— Start Exercise data —
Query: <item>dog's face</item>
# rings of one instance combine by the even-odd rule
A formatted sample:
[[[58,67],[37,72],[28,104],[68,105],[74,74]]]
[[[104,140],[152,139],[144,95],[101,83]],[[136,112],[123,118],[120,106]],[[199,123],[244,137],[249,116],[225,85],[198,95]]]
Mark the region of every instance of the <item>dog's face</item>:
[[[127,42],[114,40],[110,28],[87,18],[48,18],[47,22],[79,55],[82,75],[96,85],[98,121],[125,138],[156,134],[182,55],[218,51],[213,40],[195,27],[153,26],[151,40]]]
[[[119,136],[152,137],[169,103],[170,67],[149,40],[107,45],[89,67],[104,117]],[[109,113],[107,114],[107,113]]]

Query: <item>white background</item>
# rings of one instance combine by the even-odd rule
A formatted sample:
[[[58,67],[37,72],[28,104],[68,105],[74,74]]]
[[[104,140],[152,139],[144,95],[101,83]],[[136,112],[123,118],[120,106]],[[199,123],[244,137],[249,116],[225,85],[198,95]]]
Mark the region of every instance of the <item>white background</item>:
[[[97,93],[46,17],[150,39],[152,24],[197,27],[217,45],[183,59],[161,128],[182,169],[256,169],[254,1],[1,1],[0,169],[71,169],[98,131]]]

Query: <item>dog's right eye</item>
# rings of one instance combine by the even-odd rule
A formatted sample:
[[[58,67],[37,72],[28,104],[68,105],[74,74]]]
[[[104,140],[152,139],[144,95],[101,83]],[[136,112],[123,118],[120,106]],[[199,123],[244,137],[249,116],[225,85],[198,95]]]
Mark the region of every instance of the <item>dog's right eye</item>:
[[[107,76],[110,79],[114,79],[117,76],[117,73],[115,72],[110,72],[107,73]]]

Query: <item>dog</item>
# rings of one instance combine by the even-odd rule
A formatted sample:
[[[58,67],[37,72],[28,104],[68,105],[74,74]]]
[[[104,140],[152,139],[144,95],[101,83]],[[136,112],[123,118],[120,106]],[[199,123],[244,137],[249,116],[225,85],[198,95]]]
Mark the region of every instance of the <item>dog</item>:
— End Exercise data —
Can you return all of the data above verbatim, keeping every line and character unchanged?

-- Problem solution --
Query: <item>dog's face</item>
# rings of one instance combine by the even-odd rule
A formatted sample:
[[[58,67],[37,72],[28,104],[68,105],[74,74]]]
[[[104,140],[152,139],[144,95],[101,83]],[[136,112],[123,118],[120,106]],[[199,123],[244,137],[249,116],[225,85],[198,95]]]
Mark the region of every instance of the <item>dog's face</item>:
[[[127,42],[114,40],[110,28],[87,18],[48,18],[47,22],[79,55],[82,75],[96,85],[98,121],[125,138],[156,134],[182,55],[218,51],[213,40],[195,27],[153,26],[151,40]]]
[[[119,136],[152,137],[169,103],[170,67],[149,40],[107,45],[89,67],[104,117]],[[109,113],[107,114],[107,113]]]

Query: <item>white background</item>
# rings of one instance combine by the even-odd rule
A formatted sample:
[[[58,67],[37,72],[28,104],[68,105],[74,74]]]
[[[104,140],[152,139],[144,95],[101,83]],[[136,112],[123,118],[120,106]],[[199,123],[244,137],[249,116],[225,85],[198,95]]]
Mark the region of every instance of the <item>white background</item>:
[[[97,93],[46,17],[150,39],[152,24],[197,27],[217,45],[183,59],[161,128],[182,169],[256,169],[254,1],[1,1],[0,169],[71,169],[98,131]]]

Query: <item>dog's right eye</item>
# rings of one instance combine by the even-odd rule
A formatted sample:
[[[58,67],[37,72],[28,104],[68,105],[74,74]]]
[[[104,140],[152,139],[144,95],[101,83]],[[136,112],[123,118],[120,106]],[[199,123],[244,137],[249,116],[225,85],[198,95]]]
Mark the region of every instance of the <item>dog's right eye</item>:
[[[107,76],[110,79],[114,79],[117,76],[117,73],[115,72],[110,72],[107,73]]]

Query: <item>dog</item>
# rings of one instance combine by the even-odd rule
A formatted sample:
[[[58,67],[37,72],[28,104],[68,105],[74,74]]]
[[[104,140],[152,139],[144,95],[101,83]],[[136,112],[123,118],[120,106]],[[199,123],[244,137],[249,116],[225,85],[198,95]]]
Mark the region of every instance of the <item>dog</item>:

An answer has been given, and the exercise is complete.